*WHAT TO DO*. Copy whichever lines of the data hold the word "every".

*DATA FOR ANALYSIS*.
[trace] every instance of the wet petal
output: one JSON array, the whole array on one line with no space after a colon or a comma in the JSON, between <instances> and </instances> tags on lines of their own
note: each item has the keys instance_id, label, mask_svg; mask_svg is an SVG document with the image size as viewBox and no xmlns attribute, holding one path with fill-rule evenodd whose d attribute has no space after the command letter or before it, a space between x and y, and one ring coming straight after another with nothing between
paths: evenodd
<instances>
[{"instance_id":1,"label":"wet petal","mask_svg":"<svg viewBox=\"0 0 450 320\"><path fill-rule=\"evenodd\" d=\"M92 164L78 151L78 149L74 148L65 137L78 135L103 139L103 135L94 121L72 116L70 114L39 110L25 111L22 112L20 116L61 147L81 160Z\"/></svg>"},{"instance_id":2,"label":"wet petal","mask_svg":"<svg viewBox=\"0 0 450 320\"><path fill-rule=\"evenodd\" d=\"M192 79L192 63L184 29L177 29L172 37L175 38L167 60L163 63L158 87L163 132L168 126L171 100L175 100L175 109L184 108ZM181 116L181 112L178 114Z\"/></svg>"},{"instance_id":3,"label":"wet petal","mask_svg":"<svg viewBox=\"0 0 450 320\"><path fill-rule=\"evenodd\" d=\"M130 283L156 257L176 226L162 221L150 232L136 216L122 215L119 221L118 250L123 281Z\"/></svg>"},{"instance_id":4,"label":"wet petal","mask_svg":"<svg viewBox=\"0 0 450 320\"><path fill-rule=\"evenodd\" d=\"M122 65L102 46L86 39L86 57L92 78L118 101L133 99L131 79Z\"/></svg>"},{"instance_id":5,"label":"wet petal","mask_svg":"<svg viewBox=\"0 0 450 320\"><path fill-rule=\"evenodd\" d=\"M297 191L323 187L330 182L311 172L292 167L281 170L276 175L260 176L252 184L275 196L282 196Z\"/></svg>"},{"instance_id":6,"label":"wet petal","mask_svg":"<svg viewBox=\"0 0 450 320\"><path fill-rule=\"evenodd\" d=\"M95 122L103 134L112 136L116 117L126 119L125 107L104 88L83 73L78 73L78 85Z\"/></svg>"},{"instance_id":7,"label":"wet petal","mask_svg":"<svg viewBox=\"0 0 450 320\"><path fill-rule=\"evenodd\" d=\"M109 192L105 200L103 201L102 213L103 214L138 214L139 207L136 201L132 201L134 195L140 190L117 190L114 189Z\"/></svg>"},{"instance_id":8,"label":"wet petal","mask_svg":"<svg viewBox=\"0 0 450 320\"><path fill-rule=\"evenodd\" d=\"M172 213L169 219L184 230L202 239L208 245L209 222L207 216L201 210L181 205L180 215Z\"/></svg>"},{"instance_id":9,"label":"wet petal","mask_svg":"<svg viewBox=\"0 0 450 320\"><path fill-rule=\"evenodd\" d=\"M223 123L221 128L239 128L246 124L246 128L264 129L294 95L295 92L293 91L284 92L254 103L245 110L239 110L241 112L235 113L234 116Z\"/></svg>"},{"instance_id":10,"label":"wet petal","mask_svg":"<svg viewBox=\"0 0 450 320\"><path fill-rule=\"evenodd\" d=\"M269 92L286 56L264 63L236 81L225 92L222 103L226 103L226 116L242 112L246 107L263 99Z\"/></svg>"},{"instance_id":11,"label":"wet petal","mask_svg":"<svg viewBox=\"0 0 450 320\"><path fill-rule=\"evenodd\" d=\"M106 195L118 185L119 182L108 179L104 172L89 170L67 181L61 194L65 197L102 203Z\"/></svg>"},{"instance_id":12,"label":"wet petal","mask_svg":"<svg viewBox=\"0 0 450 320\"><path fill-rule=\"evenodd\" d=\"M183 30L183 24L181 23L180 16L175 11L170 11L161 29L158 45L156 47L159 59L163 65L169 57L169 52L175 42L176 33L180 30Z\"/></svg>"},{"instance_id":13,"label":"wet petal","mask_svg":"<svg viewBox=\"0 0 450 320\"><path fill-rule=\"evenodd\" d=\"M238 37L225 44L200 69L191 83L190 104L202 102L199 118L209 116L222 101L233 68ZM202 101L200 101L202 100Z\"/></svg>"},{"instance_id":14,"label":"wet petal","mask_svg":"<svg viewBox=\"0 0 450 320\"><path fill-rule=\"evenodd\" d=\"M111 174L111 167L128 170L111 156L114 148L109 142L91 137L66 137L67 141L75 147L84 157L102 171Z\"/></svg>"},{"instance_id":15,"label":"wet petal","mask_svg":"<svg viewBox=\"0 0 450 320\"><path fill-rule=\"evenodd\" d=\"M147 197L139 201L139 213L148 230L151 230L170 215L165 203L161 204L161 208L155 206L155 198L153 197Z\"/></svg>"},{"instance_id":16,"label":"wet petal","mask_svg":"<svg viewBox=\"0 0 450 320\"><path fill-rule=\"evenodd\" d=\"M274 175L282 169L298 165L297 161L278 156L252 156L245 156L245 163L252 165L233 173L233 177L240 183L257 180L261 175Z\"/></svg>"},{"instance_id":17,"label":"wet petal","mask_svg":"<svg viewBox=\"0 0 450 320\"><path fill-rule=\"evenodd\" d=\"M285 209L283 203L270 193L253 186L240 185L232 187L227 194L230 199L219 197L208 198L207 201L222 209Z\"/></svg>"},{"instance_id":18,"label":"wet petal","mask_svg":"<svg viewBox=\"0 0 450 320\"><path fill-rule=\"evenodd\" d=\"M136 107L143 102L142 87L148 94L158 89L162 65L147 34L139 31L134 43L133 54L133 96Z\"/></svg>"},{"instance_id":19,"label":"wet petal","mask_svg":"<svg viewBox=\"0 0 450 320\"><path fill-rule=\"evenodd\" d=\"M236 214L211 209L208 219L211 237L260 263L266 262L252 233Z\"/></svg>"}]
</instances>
==
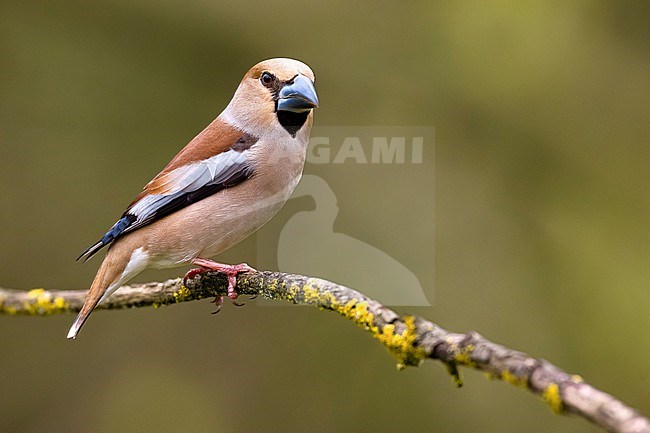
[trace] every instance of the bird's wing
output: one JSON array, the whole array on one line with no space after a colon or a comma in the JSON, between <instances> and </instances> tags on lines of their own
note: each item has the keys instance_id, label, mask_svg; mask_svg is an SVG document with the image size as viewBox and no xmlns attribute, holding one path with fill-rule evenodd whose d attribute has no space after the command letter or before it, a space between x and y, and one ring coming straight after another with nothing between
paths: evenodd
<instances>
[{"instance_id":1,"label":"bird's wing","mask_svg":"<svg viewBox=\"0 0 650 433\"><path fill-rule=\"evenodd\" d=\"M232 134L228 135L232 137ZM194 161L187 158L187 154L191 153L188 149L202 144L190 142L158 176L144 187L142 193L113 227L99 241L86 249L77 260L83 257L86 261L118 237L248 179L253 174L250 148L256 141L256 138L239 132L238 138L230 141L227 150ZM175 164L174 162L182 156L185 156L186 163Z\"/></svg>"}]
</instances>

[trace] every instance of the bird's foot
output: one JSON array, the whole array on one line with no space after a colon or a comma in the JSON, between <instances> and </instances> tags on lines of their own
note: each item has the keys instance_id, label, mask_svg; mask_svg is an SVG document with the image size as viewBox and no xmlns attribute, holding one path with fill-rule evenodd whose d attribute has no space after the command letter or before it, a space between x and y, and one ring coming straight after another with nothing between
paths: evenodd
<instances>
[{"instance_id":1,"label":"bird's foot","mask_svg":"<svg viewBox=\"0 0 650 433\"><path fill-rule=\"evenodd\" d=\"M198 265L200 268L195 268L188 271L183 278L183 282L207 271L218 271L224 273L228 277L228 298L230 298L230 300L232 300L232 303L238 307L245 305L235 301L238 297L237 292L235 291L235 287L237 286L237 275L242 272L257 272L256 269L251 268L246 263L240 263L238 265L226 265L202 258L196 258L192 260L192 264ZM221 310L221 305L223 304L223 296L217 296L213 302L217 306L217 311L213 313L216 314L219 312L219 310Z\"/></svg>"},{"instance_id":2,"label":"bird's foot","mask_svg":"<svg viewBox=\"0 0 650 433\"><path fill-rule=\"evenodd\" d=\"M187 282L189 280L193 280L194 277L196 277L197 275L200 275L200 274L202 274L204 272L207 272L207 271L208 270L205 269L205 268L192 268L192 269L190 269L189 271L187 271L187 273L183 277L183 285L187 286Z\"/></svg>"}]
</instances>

*RESPONSE BELOW*.
[trace] every instance of the wet petal
[trace] every instance of the bird's wing
[trace] every instance of the bird's foot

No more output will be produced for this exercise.